Jakarta, NU Online
Kedatangan Parlemen Israel dalam sidang Inter Parliamentary Union (IPU) di Bali pada 29 April hingga 4 Mei mendatang, justru akan menambah beban bagi Indonesia sebagai tuan rumah. Demikian dikatakan Ketua Umum Pengurus Besar Nahdlatul Ulama (PBNU) KH Hasyim Muzadi.
“Kedatangan Parlemen Israel, secara politis, bukan tanggung jawab Indonesia. Tapi karena Israel adalah negara yang menjadi sorotan dunia, maka akan menambah beban Indonesia, terutama beban secara psiko-politis,” kata Hasyim kepada wartawan usai menerima Duta Besar (Dubes) Prancis untuk Indonesia Catehrine Boivineau, di Kantor PBNU, Jalan Kramat Raya, Jakarta, Senin (23/4)
<>Menurut Hasyim, sebagai negara yang kerap ‘bermasalah’ dengan negara lain, terutama dengan negara-negara Islam, kedatangan Parlemen Israel ke Indonesia pasti akan banyak tentangan dari masyarakat. Setidaknya, katanya, pemerintah Indonesia harus memberikan jaminan atas keselamatan delegasi parlemen negara Zionis itu.
• • • • •
**Tugas Tertulis**
Tuliskan lanjutan berita tentang kedatangan Parlemen Israel ke sidang IPU di Bali, dimulai sesudah kalimat terakhir yang tercantum.

[Item yang tercantum dalam dataset]
• • • • •
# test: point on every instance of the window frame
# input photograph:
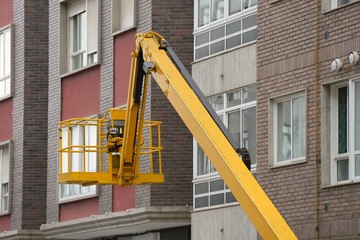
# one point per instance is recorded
(273, 129)
(91, 34)
(212, 175)
(9, 182)
(351, 151)
(116, 16)
(206, 45)
(10, 76)
(88, 192)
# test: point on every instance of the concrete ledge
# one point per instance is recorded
(132, 221)
(22, 235)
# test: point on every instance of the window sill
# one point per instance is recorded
(350, 182)
(288, 163)
(79, 70)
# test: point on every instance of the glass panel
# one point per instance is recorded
(217, 102)
(204, 12)
(2, 54)
(201, 188)
(217, 33)
(357, 164)
(217, 47)
(216, 185)
(202, 52)
(217, 9)
(343, 120)
(283, 131)
(234, 125)
(298, 127)
(343, 170)
(249, 94)
(201, 202)
(233, 27)
(234, 6)
(230, 197)
(7, 52)
(249, 22)
(202, 38)
(249, 132)
(234, 98)
(216, 199)
(249, 36)
(202, 162)
(357, 116)
(233, 41)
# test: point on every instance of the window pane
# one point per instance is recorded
(201, 202)
(343, 170)
(357, 116)
(201, 188)
(357, 164)
(249, 94)
(234, 98)
(202, 52)
(202, 162)
(249, 22)
(204, 12)
(7, 52)
(283, 131)
(202, 38)
(234, 125)
(233, 41)
(217, 102)
(230, 197)
(249, 36)
(342, 120)
(217, 47)
(249, 132)
(216, 199)
(216, 185)
(234, 6)
(298, 127)
(217, 33)
(217, 9)
(233, 27)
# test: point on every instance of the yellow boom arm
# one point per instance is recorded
(159, 61)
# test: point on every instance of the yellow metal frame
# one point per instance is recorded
(112, 175)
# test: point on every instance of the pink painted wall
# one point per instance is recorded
(124, 44)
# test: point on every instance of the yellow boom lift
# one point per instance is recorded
(128, 140)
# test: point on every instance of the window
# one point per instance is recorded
(79, 161)
(5, 63)
(338, 3)
(289, 129)
(237, 109)
(5, 178)
(123, 15)
(222, 25)
(79, 27)
(345, 133)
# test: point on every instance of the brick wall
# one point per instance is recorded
(30, 114)
(286, 63)
(52, 208)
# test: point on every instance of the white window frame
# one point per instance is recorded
(274, 111)
(351, 151)
(76, 191)
(123, 15)
(213, 38)
(213, 175)
(5, 181)
(90, 49)
(6, 77)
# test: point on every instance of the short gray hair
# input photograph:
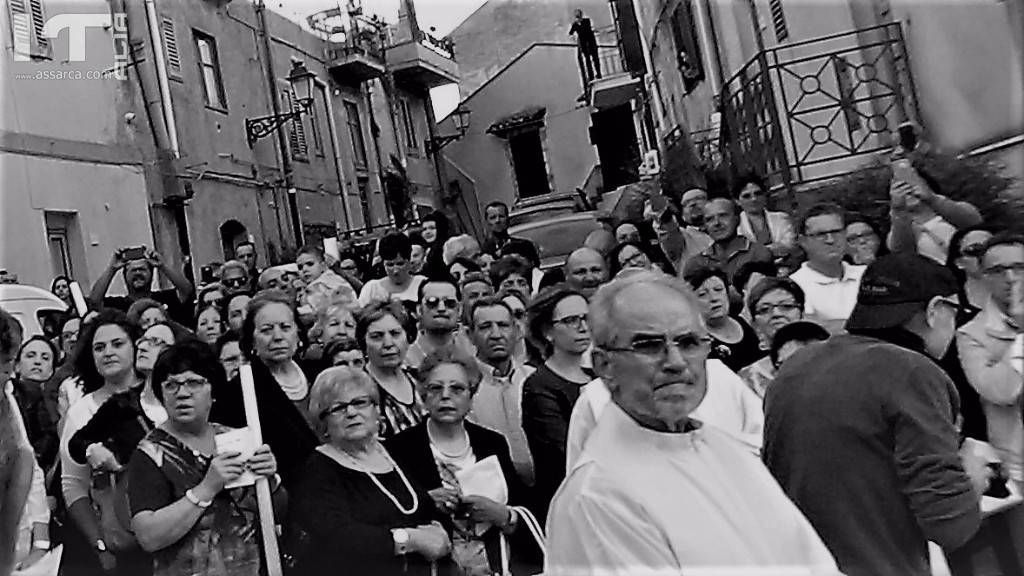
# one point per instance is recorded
(604, 313)
(329, 385)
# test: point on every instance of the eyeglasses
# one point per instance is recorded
(354, 363)
(839, 233)
(436, 389)
(152, 341)
(974, 250)
(1001, 270)
(574, 321)
(860, 237)
(784, 307)
(433, 302)
(655, 345)
(192, 384)
(360, 404)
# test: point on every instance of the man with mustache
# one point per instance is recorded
(137, 273)
(655, 491)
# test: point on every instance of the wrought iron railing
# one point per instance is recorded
(812, 110)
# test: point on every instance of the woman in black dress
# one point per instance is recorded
(557, 326)
(353, 509)
(733, 340)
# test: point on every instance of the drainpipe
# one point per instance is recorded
(645, 48)
(333, 133)
(708, 46)
(286, 161)
(165, 87)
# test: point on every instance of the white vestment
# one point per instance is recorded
(640, 501)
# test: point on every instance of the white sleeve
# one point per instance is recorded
(592, 530)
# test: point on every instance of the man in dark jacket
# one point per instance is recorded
(860, 430)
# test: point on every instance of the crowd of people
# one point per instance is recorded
(712, 385)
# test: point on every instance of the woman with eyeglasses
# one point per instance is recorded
(434, 452)
(966, 247)
(353, 508)
(182, 510)
(635, 255)
(557, 326)
(269, 340)
(345, 352)
(773, 230)
(863, 243)
(733, 340)
(773, 302)
(380, 330)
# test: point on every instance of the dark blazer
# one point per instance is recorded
(285, 428)
(411, 450)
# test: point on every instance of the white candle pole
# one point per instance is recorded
(263, 498)
(79, 298)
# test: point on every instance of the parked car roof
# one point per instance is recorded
(555, 238)
(31, 305)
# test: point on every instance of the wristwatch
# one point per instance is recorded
(192, 497)
(400, 537)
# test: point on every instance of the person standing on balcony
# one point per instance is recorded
(587, 43)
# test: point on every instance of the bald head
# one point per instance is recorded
(721, 220)
(600, 240)
(586, 271)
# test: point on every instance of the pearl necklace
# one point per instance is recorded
(377, 483)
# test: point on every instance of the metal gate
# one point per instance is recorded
(813, 110)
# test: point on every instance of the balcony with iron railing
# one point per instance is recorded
(355, 44)
(606, 82)
(424, 60)
(814, 110)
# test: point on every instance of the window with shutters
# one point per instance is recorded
(778, 21)
(355, 132)
(688, 56)
(209, 71)
(409, 124)
(314, 127)
(27, 22)
(171, 53)
(296, 131)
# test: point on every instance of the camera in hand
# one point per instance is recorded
(997, 484)
(133, 253)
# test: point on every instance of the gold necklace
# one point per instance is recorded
(401, 475)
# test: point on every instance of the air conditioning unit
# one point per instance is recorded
(651, 164)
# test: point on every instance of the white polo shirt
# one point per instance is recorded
(826, 297)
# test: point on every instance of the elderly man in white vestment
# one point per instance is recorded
(653, 490)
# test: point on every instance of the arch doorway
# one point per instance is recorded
(231, 233)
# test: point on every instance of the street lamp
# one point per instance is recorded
(301, 81)
(461, 119)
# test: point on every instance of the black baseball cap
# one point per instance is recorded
(897, 286)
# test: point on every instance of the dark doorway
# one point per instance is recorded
(528, 164)
(231, 233)
(617, 149)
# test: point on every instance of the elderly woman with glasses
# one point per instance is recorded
(773, 302)
(435, 451)
(380, 330)
(183, 510)
(353, 508)
(558, 327)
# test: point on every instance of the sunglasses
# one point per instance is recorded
(433, 302)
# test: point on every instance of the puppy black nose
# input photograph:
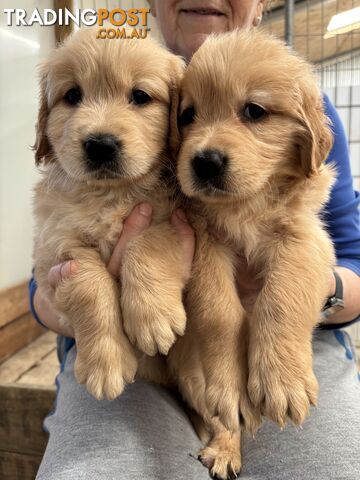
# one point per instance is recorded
(101, 149)
(209, 165)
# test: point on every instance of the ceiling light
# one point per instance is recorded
(343, 22)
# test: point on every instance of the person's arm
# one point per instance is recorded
(135, 224)
(342, 218)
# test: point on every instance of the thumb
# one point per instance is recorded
(60, 272)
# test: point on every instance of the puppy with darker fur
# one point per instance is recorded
(252, 138)
(102, 142)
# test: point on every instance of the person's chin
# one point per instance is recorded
(190, 44)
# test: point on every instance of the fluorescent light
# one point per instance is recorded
(29, 43)
(343, 22)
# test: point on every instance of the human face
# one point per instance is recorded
(185, 24)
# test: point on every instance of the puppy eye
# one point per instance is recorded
(139, 97)
(253, 111)
(73, 96)
(186, 117)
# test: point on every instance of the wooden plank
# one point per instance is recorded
(26, 358)
(17, 334)
(23, 410)
(13, 303)
(16, 466)
(43, 373)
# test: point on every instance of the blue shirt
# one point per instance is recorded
(341, 214)
(342, 211)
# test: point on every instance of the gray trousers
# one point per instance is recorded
(145, 433)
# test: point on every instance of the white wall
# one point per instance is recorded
(21, 49)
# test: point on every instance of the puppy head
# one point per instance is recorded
(104, 109)
(250, 112)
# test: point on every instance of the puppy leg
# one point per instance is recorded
(152, 280)
(281, 379)
(222, 455)
(216, 318)
(90, 301)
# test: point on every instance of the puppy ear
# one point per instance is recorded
(42, 147)
(316, 139)
(178, 68)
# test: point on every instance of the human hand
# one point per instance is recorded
(135, 224)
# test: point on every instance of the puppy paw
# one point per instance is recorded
(222, 457)
(230, 402)
(152, 328)
(105, 372)
(282, 390)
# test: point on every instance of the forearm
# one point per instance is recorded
(48, 316)
(351, 286)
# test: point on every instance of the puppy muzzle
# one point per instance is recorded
(209, 169)
(102, 152)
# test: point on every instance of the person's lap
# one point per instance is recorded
(145, 434)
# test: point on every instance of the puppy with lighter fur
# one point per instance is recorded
(102, 142)
(252, 138)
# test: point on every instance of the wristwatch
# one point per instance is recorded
(335, 303)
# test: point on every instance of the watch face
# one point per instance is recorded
(332, 306)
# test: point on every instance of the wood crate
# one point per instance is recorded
(28, 367)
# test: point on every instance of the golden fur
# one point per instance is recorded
(267, 209)
(80, 213)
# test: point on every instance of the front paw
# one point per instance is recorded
(231, 403)
(106, 368)
(282, 387)
(153, 328)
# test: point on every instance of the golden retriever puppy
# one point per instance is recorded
(252, 138)
(102, 140)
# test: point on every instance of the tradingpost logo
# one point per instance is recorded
(116, 23)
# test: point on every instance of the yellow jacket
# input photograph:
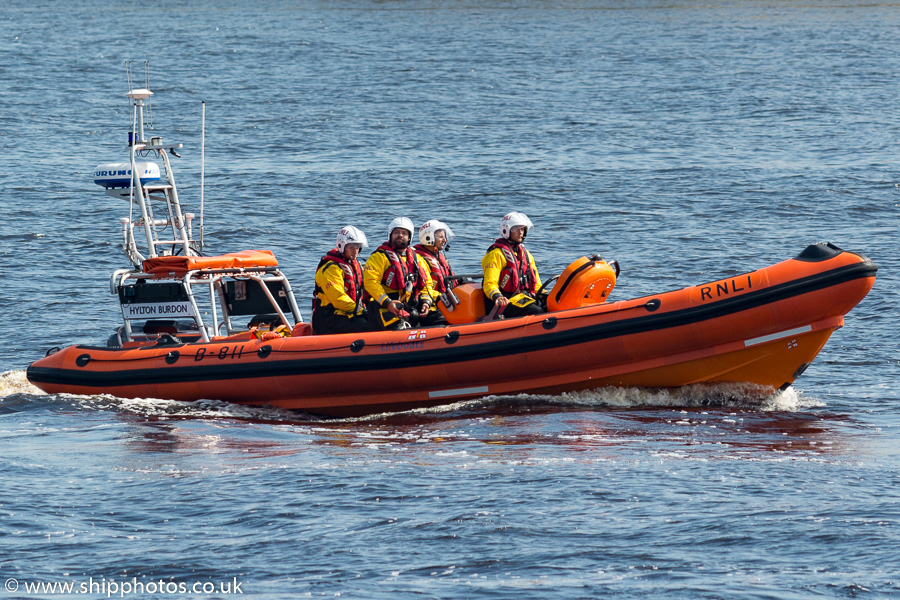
• • • • •
**Hasil Latihan**
“Kemungkinan diributin itu besar sekali. Nah, kalau delegasi (parlemen) Israel itu diributin, maka yang kena jeleknya adalah Indonesia sendiri,” terang Hasyim yang juga Presiden World Conference on Religion for Peace itu.
Untuk mencegah hal-hal yang tidak diinginkan terhadap delegasi Parlemen Israel itu, Hasyim berharap, pemerintah Indonesia bisa tegas. “(Mahmoud) Ahmadinejad (Presiden Iran) batal hadir di sidang DK PBB karena Amerika Serikat tidak mengeluarkan visa-nya. Nah, Indonesia berani nggak seperti itu?” katanya.
Namun demikian, Sekretaris Jenderal International Conference of Islamic Scholars itu menyangsikan pemerintah Indonesia bisa bersikap tegas untuk tidak menerbitkan visa bagi delegasi Parelmen Israel itu. “Ada tekanan atau tidak ada tekanan, pemerintah Indonesia sudah pasti tidak berani,” pungkasnya.
Untuk sidang IPU ke-116 yang bakal diikuti 148 negara itu, Hasyim berharap, semoga mampu menghasilkan sesuatu yang berharga terhadap upaya mewujudkan perdamaian dunia, utamanya bagi upaya pembelaan terhadap keadilan di dunia.
“Semoga saja forum parlemen itu mampu membela keadilan dunia. Bukan membenarkan yang kuat, tapi memperkuat yang benar,” harap Doktor Kehormatan bidang Peradaban Islam itu. (rif)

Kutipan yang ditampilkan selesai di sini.